CFPB said Citizens often didn’t give consumers their full credit from deposits if it was less than the amount of the checks and cash deposited, but acknowledged that some consumers also benefited from this practice when the amount credited exceeded the amount deposited.

Citizens says “the over- and under-credits to consumers were approximately equal,” during that period. The company also notes that over-credited customers would keep the excess funds, while the under-credited customers will be reimbursed.

CFPB says Citizens Bank, between January 2008 and September 2012, only investigated and corrected erroneous deposits greater than $50. Between September 2012 and November 2013, Citizens Bank lowered that amount to deposits greater than $25, according to the release.

→ **YOUR GOAL**
Please resume the Citizens Bank deposit text from the point where it stops. The data is separate material with no connection to the Citizens Bank deposit text.

→ **DATA EXTRACT**
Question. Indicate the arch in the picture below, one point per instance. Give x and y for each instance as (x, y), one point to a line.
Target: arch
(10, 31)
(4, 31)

→ **REPLY**
The CFPB ordered Citizens Bank pay $11 million to redress the negatively affected consumers along with any fees the consumer might have incurred, such as overdraft fees, insufficient fund fees and monthly maintenance fees. The agency further ordered Citizens to pay a $7.5 million penalty fee to CFPB’s Civil Penalty Fund.

The FDIC is separately ordering Citizens Bank of Pennsylvania to pay a $3 million civic penalty and a $3 million refund to business account holders. The FDIC said violations by Citizens Bank of Pennsylvania affected consumers and businesses who held more than 475,000 accounts. The OCC separately ordered Citizens Bank NA pay an additional $10 million civil penalty.

Citizens said in a statement that it has “adequate reserves to cover the redress and fines.”